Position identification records
========================================

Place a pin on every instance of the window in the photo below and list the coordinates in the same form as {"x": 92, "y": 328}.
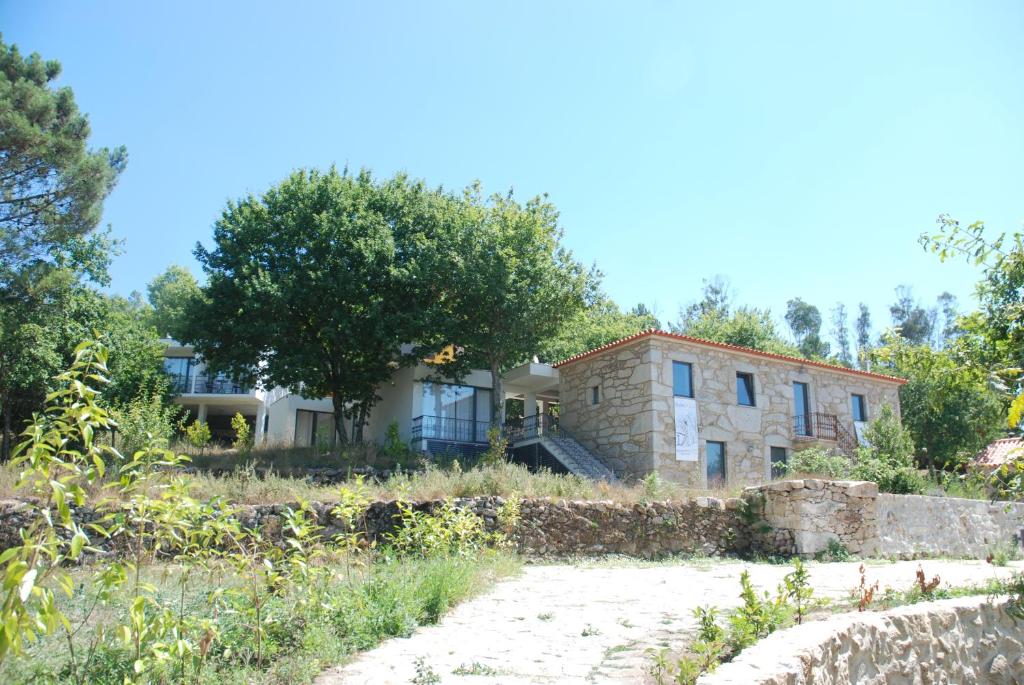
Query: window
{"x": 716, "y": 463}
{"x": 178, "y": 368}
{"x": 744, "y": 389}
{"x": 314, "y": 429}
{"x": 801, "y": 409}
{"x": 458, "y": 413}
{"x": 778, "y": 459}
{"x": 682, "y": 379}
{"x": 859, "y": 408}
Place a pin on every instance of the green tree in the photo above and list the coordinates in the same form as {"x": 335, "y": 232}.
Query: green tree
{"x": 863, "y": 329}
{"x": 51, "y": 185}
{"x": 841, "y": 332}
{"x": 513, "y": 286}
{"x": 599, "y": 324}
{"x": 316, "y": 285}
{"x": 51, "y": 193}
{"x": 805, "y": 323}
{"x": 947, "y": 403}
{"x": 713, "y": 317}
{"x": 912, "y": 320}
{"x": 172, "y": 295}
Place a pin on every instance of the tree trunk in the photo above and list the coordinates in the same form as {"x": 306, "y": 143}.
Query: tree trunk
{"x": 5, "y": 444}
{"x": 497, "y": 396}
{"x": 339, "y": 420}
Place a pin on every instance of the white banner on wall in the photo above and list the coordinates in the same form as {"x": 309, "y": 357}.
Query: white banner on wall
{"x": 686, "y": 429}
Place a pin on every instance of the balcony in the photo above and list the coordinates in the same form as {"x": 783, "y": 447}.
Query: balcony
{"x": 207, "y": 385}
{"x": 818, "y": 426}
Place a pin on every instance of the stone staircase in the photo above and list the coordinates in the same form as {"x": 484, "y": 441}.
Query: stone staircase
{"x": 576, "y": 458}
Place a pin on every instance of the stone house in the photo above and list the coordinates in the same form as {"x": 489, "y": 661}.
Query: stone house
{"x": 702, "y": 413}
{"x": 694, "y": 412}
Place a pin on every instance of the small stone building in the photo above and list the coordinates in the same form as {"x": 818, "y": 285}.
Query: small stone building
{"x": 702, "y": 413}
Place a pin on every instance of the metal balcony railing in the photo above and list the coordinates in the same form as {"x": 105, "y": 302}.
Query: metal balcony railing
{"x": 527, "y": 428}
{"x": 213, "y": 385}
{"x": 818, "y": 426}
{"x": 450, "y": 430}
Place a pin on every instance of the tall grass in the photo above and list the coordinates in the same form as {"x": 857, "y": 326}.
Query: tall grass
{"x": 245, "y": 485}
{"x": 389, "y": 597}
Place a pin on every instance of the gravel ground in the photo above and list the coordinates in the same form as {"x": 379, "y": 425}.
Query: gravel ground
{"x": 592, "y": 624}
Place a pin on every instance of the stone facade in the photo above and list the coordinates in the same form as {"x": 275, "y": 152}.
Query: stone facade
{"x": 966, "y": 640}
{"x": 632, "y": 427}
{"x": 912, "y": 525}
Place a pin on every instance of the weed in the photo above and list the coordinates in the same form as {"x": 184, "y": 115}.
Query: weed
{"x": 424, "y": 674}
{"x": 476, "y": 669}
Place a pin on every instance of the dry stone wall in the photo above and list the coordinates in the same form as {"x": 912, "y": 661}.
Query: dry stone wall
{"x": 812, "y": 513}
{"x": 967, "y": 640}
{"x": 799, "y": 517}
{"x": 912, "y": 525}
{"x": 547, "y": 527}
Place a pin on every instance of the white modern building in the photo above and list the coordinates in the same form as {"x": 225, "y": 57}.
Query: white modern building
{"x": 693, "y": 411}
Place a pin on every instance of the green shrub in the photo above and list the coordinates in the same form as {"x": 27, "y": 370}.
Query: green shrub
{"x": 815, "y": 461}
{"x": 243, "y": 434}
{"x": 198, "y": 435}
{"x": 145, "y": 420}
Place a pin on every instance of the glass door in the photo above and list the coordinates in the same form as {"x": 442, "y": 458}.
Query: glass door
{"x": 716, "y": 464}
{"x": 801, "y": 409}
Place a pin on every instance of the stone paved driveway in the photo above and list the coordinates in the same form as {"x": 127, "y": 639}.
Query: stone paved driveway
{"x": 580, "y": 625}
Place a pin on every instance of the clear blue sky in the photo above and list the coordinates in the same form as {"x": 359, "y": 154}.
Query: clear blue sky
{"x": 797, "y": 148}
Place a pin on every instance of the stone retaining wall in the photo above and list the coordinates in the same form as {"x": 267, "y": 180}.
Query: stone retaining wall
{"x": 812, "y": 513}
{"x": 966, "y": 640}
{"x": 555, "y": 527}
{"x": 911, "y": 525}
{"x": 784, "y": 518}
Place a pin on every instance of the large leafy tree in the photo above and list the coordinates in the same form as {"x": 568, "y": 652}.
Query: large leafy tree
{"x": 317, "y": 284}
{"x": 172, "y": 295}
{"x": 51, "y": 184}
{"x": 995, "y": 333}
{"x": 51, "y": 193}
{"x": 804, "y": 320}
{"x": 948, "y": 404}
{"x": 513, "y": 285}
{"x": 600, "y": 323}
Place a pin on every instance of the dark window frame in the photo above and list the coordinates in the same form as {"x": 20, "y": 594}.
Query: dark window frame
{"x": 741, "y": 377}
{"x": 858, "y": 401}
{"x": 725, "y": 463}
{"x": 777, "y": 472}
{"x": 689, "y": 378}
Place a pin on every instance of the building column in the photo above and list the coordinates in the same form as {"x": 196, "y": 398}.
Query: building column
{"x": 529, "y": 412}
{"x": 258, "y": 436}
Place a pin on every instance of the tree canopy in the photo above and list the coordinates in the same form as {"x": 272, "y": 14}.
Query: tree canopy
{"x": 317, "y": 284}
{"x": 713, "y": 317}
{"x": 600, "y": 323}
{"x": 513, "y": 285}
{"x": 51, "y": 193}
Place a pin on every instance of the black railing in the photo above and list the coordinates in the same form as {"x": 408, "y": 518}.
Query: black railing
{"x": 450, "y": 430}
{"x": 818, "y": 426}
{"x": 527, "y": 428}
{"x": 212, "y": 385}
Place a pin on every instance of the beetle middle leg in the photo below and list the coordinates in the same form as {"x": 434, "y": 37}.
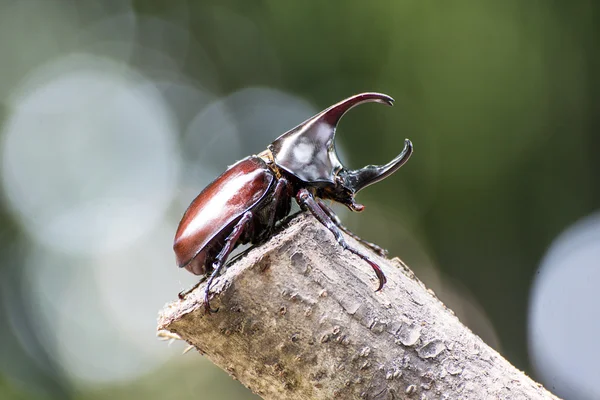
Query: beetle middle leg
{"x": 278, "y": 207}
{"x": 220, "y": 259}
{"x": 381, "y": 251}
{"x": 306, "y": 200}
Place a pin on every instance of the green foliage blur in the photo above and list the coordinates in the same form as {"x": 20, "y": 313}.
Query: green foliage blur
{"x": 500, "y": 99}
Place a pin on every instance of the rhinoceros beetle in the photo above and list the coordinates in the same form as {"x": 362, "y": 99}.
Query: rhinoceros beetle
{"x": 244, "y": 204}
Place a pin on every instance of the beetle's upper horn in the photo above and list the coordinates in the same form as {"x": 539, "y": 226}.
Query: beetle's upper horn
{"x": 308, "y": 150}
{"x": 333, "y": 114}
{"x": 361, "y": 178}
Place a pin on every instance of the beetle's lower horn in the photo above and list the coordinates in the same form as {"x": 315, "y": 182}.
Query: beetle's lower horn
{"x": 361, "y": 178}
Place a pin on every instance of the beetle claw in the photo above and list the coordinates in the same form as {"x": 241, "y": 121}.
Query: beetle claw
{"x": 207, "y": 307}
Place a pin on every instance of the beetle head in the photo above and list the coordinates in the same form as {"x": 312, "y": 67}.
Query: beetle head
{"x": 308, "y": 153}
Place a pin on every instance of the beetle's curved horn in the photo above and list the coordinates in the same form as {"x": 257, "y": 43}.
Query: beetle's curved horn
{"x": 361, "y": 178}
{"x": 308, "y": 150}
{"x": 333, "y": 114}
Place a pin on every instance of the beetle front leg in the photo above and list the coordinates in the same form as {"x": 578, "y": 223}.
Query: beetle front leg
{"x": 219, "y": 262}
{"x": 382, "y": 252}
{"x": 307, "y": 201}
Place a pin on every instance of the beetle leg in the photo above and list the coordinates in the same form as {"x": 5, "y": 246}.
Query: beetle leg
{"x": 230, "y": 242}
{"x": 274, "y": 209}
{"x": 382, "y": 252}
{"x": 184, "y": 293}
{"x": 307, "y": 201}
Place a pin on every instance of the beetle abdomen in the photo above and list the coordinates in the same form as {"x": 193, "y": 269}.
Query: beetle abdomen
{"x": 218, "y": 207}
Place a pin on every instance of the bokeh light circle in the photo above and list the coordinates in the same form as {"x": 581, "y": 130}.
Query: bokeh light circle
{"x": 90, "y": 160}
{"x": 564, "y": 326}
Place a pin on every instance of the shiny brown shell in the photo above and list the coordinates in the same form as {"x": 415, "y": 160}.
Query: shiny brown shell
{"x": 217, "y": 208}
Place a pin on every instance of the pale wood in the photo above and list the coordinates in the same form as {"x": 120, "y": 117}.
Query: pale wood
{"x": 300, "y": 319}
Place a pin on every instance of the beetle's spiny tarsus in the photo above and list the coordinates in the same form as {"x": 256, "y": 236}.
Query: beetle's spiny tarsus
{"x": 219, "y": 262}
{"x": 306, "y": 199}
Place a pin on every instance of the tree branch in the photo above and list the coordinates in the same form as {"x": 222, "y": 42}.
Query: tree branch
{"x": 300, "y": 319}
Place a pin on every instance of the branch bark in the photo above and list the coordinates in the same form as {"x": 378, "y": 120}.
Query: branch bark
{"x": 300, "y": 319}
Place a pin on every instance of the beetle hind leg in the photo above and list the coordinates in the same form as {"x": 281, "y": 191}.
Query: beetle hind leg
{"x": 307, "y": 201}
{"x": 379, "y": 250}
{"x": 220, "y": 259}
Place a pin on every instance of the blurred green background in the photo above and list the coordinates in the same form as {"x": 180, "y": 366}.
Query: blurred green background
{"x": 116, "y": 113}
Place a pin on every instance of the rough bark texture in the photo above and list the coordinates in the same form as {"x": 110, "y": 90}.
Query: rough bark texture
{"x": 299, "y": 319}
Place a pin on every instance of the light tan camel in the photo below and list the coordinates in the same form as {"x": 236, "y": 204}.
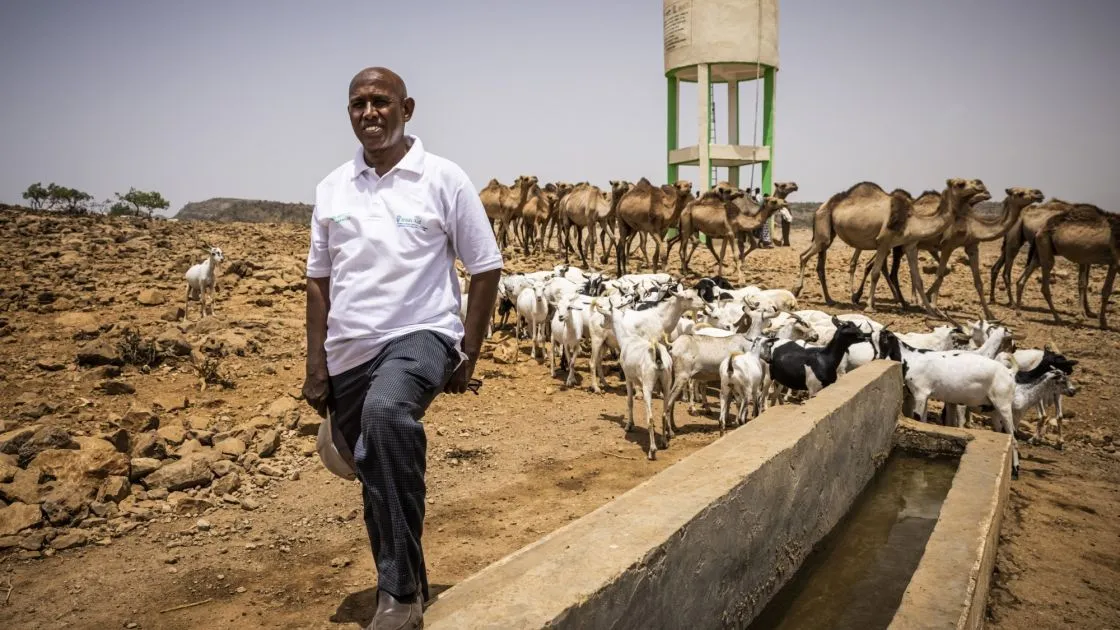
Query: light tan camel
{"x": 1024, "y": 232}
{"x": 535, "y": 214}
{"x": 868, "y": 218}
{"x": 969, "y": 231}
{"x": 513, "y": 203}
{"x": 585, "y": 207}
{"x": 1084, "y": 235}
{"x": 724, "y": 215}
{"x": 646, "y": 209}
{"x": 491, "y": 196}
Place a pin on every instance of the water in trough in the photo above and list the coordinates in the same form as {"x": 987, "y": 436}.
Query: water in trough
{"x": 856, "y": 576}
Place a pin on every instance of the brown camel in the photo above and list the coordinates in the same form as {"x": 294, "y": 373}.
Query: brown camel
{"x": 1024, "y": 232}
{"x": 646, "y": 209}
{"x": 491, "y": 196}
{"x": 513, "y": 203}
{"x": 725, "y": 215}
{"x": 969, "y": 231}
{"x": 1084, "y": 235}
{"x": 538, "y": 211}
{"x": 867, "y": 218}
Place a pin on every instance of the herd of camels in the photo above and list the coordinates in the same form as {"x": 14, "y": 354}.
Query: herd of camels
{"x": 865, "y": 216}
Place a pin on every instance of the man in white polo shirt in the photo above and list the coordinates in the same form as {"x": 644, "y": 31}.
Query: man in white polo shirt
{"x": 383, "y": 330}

========================================

WHAT THE EXERCISE ASKS - Nothing but the lines from the line containing "Place a pin on every instance of the beetle hind" through the last line of the material may be output, and they must be copied exactly, without pictures.

OUTPUT OF THE TASK -
Place a pin on every instance of the beetle hind leg in the photo above and list the coordinates in the same form as {"x": 281, "y": 191}.
Query: beetle hind leg
{"x": 307, "y": 201}
{"x": 379, "y": 250}
{"x": 220, "y": 259}
Place a pin on every instance of the blurred green background in the photo above and list the coordinates in the same form as {"x": 180, "y": 366}.
Query: blurred green background
{"x": 116, "y": 113}
Place a pin on every instance of the rough bark texture in the photo above and list the coordinates in the same form as {"x": 110, "y": 90}.
Query: rough bark texture
{"x": 299, "y": 319}
Place a pin on every instance of the light tan camel in the photo below and list the coordinates in the same form as {"x": 236, "y": 204}.
Query: light tan camel
{"x": 1024, "y": 232}
{"x": 535, "y": 214}
{"x": 868, "y": 218}
{"x": 969, "y": 231}
{"x": 513, "y": 203}
{"x": 585, "y": 207}
{"x": 1084, "y": 235}
{"x": 724, "y": 215}
{"x": 646, "y": 209}
{"x": 491, "y": 196}
Place a pin on every instance of the water in trough in the photo above and list the coordinates in the same form as {"x": 987, "y": 436}.
Query: water in trough
{"x": 856, "y": 576}
Place a pin on every instance of the brown camel in the photo above and list the coordinates in the same form as {"x": 294, "y": 373}.
Query: brown camel
{"x": 1024, "y": 232}
{"x": 646, "y": 209}
{"x": 491, "y": 196}
{"x": 513, "y": 203}
{"x": 725, "y": 215}
{"x": 969, "y": 231}
{"x": 1084, "y": 235}
{"x": 538, "y": 211}
{"x": 867, "y": 218}
Place a pin on every instance of the herd of camels in the photo above and list the coordinates in the same form as {"x": 14, "y": 354}.
Query: herd of camels
{"x": 865, "y": 216}
Place a pin on every instance of the man in white polo shirt in the photo above and list the coordinates in the same form as {"x": 644, "y": 31}.
Query: man in white polo shirt
{"x": 383, "y": 330}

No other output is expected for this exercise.